**ABOUT THIS EXERCISE**: At the line with "Can you see the grassy", start copying; carry on through the last line of the material below, exactly as written, and stop there.

◆ ◆ ◆

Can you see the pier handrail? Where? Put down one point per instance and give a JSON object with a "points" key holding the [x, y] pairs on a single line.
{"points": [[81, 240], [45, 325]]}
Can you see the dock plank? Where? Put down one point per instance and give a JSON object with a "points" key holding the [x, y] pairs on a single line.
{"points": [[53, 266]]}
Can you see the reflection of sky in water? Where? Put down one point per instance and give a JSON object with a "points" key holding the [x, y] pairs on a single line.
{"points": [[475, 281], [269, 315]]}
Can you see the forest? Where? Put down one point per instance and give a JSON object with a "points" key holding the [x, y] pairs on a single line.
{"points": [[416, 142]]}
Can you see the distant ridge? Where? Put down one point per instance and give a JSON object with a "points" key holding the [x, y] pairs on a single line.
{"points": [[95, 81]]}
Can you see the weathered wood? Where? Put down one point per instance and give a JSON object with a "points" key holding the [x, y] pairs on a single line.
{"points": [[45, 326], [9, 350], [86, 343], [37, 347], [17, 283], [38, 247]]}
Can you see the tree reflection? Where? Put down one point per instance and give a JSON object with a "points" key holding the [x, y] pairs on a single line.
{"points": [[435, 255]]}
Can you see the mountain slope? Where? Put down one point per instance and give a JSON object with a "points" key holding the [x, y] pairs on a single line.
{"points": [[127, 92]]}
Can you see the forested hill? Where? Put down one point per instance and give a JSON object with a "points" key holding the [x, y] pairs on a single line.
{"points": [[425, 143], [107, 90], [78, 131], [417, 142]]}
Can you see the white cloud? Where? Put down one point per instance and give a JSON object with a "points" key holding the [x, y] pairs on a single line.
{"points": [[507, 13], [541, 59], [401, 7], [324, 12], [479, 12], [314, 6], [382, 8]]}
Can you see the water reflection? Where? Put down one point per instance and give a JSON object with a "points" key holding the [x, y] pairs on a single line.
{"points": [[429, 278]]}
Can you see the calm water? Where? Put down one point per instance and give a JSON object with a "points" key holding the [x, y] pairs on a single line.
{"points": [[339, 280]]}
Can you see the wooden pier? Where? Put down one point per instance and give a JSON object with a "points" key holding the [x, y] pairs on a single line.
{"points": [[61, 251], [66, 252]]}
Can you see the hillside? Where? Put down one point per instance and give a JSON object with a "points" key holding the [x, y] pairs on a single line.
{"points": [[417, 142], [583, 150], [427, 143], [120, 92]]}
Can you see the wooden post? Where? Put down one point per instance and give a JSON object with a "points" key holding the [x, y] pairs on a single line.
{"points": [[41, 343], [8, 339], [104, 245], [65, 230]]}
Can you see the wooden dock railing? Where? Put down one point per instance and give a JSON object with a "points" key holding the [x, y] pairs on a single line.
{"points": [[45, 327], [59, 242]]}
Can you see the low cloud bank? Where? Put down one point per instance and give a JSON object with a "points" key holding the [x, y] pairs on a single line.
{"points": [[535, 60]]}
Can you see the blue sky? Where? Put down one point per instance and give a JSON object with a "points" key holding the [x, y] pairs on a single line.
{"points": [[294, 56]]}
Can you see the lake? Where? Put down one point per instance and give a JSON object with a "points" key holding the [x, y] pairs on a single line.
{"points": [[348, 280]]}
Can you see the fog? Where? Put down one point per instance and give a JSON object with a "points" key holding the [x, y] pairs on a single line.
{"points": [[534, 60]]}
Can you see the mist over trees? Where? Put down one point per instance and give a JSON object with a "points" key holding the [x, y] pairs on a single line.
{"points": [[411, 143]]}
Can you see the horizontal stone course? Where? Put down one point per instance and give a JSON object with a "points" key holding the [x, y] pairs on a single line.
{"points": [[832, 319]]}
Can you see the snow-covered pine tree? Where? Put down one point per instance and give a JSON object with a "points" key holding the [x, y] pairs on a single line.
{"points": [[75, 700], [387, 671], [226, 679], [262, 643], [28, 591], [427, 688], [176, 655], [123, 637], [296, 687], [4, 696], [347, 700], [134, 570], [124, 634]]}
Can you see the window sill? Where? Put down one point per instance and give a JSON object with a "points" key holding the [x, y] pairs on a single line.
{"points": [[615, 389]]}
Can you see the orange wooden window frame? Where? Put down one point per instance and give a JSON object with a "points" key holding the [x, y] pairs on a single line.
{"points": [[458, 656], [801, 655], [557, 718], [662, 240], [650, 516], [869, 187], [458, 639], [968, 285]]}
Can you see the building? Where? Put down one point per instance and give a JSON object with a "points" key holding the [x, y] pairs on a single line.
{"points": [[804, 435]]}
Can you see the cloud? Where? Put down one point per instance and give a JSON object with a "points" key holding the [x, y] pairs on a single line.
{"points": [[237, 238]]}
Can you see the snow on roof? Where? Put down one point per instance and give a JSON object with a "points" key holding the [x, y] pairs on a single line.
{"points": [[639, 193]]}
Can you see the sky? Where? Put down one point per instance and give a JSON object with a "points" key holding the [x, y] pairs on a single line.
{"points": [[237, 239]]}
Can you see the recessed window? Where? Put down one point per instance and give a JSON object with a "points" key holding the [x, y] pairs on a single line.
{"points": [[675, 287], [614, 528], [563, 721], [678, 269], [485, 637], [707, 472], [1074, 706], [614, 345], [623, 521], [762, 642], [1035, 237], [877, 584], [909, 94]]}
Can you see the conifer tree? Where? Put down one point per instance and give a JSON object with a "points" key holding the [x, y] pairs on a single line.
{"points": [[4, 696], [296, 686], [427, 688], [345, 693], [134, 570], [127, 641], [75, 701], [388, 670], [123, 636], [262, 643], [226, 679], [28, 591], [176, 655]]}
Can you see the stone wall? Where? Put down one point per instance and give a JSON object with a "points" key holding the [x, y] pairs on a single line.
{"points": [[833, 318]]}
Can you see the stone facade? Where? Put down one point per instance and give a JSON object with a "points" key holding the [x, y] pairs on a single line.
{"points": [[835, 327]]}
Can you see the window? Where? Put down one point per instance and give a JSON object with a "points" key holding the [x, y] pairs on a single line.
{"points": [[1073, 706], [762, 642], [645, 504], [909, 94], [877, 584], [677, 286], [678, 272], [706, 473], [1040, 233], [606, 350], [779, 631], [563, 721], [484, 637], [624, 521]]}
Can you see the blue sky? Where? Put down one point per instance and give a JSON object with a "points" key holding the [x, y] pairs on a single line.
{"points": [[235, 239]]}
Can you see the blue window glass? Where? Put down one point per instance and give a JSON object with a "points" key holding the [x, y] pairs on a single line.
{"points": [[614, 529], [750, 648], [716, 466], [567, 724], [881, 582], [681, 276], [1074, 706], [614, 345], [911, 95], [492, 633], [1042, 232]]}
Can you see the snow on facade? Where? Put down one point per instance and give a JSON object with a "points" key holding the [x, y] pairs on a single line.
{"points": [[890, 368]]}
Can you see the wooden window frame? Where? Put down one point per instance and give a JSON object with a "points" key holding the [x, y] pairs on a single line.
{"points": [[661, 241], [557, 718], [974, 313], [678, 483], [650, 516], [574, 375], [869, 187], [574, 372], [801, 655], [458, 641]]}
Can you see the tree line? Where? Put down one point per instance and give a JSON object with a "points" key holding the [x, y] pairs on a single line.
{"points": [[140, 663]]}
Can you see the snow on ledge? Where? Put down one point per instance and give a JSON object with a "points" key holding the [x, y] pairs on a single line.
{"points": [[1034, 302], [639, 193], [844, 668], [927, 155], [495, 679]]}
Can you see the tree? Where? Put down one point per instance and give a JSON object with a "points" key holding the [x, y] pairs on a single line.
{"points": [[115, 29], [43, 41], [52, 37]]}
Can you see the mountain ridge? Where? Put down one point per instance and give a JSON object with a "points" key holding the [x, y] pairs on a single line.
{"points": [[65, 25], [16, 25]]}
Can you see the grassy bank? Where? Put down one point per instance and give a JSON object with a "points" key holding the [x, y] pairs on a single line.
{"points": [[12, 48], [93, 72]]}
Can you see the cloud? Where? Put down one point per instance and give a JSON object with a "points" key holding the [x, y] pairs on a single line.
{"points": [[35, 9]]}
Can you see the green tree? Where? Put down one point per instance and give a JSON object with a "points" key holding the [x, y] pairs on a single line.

◆ ◆ ◆

**SOLUTION FOR THIS TASK**:
Can you see the grassy bank? Where? Put down one point per instance and give a JSON object with a "points" key holding the [x, y] pairs on a single line.
{"points": [[12, 48], [93, 72]]}
Can you see the cloud? Where? Put down one point per instance and give a JSON object with a "points" key holding the [x, y] pairs on a single line.
{"points": [[35, 9]]}
Can you see the green tree? Where? Put down one point per instance and give a JSON object with a "points" key holding the [x, y] pairs on a single line.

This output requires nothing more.